╭──

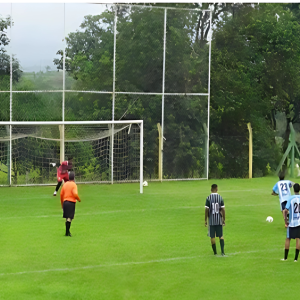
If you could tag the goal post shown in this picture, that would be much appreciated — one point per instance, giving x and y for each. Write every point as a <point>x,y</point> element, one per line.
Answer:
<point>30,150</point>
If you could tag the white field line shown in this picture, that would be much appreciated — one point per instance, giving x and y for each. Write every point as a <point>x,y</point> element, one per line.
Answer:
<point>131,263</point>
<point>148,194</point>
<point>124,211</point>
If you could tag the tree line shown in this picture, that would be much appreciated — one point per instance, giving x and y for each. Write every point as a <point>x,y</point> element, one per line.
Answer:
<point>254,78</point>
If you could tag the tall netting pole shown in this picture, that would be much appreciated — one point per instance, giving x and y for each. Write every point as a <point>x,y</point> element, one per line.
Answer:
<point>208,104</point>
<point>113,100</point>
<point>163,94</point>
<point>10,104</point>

╰──
╭──

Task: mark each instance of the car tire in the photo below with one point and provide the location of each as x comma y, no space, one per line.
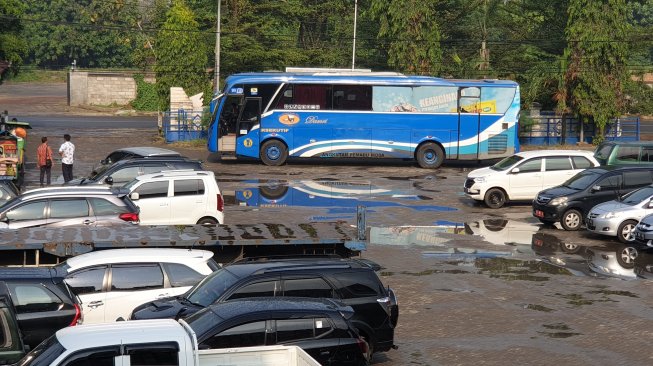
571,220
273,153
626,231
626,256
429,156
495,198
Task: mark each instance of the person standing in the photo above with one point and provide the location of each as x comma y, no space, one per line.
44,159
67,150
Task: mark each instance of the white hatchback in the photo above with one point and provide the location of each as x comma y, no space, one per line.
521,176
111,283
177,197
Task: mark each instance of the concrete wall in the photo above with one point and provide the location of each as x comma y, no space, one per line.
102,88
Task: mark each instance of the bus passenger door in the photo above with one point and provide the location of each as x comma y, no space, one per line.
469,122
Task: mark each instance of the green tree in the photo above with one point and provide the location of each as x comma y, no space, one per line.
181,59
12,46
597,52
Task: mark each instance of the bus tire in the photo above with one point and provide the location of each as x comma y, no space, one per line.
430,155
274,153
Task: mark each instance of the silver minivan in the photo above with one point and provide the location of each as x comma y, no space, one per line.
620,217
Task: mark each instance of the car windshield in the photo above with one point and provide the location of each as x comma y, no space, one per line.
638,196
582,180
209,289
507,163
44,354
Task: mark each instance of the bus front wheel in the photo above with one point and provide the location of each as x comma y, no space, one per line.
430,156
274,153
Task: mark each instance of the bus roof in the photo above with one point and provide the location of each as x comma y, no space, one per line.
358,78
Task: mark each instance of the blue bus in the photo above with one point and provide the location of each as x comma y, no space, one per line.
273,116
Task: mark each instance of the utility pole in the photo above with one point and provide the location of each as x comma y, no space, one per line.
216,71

╰──
╭──

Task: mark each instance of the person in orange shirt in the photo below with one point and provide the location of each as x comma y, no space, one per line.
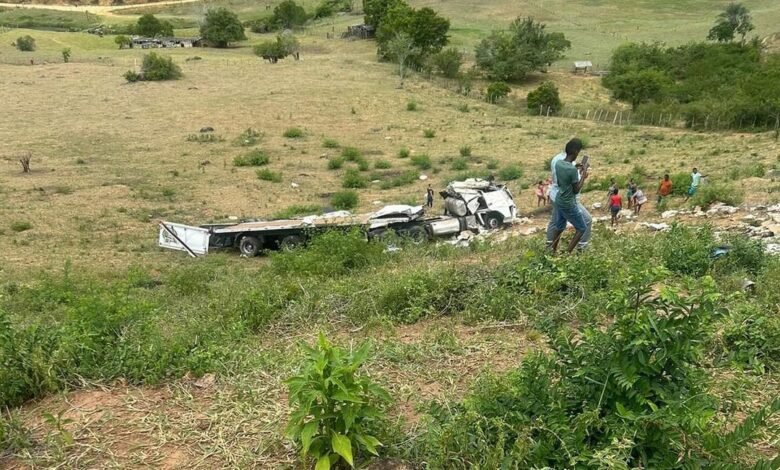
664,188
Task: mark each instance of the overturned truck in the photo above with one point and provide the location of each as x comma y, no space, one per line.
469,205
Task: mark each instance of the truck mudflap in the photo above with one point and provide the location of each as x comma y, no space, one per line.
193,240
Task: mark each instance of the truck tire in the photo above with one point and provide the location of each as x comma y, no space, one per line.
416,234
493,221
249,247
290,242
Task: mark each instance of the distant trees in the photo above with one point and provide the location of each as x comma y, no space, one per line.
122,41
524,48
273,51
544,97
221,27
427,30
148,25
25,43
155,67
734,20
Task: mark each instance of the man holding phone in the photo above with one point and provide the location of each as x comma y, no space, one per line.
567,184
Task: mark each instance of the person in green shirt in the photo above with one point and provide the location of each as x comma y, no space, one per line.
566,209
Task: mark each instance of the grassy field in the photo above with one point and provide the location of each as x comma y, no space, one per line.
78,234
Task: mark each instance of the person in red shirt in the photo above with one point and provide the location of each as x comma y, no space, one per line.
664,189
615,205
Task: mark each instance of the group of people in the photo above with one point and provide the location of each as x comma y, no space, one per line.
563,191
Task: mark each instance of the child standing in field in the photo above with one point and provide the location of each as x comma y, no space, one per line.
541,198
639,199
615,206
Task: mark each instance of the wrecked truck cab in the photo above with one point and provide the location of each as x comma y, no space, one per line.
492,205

╰──

(Exercise instructions): The expected answer is a copy of each line in the records that holds the word "every".

(Result below):
If you could tag the goal post shown in this picture, that would be much appreciated — one point per instance, giving x and y for each. Write every point as a <point>x,y</point> element, one per line.
If you could tag the white field line shown in this picture, that would be much appreciated — one point per instance, giving x and y for each. Write every point as a <point>x,y</point> element, one per line.
If you could tag the tree line shown in this picture, that would be much appreciated — one point per instance, giving x and y for each. Write every point as a <point>x,y</point> element, one per line.
If you could tag the tall netting pole shown in this picture, that would be much appreciated — one point per instance, giving x and y for each. Write every point as a <point>x,y</point> element, one per line.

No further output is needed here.